→ What you are asked to do: Return the lines of the material below unchanged, starting at the line that contains "query | spot the dark lectern" and ending at the end of the material.

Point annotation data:
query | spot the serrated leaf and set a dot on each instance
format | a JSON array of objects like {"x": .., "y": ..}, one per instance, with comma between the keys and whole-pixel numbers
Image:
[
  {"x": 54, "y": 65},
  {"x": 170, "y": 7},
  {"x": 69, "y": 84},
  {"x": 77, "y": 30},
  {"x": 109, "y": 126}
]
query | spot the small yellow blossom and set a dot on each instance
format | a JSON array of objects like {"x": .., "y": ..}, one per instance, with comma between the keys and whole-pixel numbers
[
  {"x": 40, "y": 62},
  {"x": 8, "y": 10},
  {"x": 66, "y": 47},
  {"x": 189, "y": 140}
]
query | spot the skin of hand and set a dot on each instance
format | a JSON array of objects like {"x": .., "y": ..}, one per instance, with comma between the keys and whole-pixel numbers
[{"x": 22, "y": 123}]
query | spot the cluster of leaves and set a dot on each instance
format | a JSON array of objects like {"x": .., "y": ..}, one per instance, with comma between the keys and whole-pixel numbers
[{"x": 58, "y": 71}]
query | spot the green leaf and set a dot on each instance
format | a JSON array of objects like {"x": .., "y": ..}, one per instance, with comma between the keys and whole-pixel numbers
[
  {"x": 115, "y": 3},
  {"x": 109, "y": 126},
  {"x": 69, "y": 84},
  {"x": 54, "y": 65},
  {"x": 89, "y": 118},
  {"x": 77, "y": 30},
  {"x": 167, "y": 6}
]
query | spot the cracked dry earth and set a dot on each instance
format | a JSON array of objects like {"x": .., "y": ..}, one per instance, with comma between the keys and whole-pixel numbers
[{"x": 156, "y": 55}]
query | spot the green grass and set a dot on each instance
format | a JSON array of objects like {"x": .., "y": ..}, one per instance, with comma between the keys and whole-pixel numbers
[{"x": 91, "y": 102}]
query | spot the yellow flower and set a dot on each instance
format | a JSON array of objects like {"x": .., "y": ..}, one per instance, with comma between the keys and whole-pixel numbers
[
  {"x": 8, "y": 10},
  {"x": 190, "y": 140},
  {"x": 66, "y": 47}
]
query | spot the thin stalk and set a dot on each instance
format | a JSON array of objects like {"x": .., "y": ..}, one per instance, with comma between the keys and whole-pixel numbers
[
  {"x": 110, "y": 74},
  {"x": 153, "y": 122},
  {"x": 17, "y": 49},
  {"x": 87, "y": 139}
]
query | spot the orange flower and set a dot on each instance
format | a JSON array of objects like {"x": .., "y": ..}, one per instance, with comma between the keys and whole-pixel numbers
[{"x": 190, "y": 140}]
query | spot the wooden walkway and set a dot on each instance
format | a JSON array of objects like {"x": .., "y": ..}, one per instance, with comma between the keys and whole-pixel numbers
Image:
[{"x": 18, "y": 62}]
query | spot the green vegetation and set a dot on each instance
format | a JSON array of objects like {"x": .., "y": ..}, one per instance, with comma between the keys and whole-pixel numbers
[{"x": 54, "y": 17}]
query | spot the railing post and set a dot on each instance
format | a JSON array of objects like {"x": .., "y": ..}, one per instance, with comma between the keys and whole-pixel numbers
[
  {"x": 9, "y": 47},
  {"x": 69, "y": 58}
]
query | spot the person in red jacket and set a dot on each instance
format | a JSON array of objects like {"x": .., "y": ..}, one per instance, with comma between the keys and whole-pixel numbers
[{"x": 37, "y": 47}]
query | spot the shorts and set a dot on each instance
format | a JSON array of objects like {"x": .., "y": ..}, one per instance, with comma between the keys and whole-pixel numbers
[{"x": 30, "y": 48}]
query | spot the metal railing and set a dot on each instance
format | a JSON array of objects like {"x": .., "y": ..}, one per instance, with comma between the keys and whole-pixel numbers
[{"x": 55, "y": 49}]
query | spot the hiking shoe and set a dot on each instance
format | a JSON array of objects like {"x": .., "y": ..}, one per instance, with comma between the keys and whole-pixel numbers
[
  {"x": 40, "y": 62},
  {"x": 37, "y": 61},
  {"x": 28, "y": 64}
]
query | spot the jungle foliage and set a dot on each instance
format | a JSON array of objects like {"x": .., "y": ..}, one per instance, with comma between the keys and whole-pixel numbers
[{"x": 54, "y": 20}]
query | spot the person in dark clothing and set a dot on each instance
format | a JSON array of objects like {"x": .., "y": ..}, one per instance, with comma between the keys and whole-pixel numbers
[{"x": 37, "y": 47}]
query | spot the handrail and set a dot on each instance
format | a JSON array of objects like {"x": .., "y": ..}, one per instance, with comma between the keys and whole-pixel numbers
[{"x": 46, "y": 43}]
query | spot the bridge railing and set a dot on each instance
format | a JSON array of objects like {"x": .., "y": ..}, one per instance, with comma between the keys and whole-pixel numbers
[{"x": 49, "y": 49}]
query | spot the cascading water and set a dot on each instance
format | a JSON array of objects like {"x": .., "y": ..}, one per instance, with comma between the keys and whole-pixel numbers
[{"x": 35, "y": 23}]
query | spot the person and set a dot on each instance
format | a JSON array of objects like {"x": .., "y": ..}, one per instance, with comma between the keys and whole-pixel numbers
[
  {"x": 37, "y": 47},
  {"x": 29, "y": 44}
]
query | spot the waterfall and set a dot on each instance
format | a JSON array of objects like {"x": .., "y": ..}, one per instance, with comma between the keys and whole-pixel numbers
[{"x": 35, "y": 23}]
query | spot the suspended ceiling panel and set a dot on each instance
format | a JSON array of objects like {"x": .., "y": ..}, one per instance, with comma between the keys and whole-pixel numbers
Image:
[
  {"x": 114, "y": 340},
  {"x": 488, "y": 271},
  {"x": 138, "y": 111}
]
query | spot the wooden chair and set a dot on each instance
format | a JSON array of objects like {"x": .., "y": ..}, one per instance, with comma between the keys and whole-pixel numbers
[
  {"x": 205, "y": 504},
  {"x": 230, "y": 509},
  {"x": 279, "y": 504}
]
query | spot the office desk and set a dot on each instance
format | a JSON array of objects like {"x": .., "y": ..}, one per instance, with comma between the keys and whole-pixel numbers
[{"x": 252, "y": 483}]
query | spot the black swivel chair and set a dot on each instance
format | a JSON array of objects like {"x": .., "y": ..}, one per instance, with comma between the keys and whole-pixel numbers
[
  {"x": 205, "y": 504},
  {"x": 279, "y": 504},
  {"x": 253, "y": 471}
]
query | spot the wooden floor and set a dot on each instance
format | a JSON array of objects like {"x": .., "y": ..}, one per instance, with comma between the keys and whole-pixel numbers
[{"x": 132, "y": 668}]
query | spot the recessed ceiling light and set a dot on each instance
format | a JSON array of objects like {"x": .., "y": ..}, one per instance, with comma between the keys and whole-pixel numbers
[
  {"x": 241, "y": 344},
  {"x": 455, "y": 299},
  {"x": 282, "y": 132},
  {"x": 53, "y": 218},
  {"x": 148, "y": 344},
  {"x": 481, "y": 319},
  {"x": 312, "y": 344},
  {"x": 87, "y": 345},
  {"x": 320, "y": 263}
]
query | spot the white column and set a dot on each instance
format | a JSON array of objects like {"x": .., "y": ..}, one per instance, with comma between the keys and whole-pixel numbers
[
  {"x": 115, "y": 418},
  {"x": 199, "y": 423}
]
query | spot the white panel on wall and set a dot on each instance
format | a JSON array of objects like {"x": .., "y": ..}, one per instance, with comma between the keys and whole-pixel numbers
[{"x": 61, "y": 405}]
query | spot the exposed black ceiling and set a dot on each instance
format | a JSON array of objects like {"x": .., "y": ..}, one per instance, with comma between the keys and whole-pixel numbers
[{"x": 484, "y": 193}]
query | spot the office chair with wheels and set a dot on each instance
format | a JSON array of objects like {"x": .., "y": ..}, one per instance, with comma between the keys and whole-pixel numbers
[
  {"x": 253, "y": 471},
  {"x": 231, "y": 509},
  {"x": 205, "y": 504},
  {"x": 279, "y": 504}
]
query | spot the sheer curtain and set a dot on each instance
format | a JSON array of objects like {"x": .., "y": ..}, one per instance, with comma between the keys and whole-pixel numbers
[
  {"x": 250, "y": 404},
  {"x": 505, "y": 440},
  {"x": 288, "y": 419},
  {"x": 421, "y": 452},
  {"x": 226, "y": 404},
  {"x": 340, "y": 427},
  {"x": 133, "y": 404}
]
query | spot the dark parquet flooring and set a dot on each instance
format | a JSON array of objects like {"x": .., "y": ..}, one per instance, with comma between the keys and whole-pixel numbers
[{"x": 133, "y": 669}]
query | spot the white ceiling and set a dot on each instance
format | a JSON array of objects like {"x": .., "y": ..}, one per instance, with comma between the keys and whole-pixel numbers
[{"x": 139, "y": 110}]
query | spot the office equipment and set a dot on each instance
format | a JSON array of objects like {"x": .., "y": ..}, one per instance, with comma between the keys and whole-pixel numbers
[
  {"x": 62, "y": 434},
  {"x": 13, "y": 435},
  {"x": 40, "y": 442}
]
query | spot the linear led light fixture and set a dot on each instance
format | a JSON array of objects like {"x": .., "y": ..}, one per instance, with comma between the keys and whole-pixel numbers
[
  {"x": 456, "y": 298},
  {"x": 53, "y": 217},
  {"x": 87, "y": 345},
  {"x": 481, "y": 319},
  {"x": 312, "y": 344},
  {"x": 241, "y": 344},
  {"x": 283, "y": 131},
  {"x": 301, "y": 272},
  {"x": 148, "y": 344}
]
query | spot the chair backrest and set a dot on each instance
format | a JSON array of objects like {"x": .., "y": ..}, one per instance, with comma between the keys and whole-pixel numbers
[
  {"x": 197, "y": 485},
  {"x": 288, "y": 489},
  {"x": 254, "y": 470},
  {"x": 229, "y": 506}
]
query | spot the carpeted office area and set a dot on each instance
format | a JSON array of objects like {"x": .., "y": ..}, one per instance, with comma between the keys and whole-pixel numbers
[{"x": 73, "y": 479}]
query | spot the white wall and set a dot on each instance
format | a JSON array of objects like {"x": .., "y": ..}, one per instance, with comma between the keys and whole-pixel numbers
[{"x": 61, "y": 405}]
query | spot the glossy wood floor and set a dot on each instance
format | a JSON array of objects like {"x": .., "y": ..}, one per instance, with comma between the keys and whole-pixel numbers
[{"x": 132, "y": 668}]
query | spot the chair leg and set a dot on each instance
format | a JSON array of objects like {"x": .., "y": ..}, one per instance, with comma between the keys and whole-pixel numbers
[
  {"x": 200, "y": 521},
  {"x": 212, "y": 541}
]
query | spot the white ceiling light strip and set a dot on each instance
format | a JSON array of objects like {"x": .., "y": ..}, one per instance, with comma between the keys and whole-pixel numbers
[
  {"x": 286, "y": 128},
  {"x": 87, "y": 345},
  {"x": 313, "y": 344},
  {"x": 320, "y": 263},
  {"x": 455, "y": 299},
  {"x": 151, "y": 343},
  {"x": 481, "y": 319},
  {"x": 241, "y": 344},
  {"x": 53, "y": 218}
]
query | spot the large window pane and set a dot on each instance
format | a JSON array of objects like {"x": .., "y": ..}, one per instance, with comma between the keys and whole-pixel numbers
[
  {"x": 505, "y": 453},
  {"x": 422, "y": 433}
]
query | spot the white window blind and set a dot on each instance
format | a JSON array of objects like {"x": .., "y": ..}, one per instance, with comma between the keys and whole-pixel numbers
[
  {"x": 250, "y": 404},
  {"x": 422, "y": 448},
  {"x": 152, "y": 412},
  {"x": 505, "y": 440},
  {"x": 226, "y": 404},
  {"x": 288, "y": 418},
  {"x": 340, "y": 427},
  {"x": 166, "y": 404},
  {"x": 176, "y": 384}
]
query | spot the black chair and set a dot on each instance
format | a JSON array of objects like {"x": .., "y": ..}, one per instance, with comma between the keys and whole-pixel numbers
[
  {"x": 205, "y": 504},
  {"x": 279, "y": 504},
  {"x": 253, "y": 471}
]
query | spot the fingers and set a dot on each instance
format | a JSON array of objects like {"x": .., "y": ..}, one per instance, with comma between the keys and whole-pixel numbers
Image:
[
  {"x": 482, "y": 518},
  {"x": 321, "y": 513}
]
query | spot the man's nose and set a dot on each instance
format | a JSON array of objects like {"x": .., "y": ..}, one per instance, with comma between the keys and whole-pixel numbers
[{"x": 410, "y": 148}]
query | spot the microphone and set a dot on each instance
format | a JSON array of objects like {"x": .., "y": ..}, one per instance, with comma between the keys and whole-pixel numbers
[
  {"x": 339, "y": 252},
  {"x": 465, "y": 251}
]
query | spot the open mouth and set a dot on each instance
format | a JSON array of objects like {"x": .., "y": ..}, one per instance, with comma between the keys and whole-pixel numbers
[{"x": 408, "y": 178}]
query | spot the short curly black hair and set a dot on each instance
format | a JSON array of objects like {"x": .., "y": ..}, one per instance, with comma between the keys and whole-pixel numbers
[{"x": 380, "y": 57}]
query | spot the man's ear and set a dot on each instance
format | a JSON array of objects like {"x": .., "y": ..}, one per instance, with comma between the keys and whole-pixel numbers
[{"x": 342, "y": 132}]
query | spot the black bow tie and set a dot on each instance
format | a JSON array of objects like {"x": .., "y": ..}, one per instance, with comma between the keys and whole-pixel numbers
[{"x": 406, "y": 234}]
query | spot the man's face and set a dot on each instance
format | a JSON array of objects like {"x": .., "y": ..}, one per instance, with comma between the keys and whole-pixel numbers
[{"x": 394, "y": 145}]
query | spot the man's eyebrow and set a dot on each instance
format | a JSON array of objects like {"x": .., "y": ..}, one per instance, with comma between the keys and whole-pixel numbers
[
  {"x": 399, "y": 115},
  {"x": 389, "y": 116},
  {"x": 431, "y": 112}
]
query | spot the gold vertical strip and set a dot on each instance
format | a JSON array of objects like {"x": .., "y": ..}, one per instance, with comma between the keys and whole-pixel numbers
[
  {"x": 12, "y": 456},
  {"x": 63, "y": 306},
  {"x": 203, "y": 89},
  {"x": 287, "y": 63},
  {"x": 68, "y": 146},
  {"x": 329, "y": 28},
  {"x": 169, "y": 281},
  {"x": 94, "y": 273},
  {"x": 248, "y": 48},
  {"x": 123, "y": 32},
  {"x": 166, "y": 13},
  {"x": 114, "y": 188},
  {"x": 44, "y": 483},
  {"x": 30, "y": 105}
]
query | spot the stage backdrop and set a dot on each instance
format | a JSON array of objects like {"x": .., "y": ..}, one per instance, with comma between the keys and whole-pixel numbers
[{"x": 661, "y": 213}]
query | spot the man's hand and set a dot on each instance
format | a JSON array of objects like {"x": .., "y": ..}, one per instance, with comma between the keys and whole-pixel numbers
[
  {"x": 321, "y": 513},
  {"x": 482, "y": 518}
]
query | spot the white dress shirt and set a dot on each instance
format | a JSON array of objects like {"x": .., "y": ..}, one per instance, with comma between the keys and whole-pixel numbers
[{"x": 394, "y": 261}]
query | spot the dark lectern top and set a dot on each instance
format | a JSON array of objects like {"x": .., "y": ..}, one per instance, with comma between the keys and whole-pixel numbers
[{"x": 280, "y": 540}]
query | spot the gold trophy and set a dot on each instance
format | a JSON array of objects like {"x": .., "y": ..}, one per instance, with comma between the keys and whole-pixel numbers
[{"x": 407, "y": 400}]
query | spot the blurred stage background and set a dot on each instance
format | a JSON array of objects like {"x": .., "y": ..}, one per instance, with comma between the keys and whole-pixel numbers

→ Task response:
query | spot the dark lectern top and set a dot on each instance
format | a JSON array of objects like {"x": .., "y": ..}, one per instance, with comma between the keys and whole-pixel numbers
[{"x": 280, "y": 540}]
query | spot the gold trophy and set a dot on each instance
format | a JSON array of objects like {"x": .., "y": ..}, one per instance, with comma between the keys and whole-pixel numbers
[{"x": 407, "y": 400}]
query | spot the blurred stage background and set a dot on each instance
format | a JSON array of objects like {"x": .., "y": ..}, one per instance, with comma between the keys and whole-pixel numbers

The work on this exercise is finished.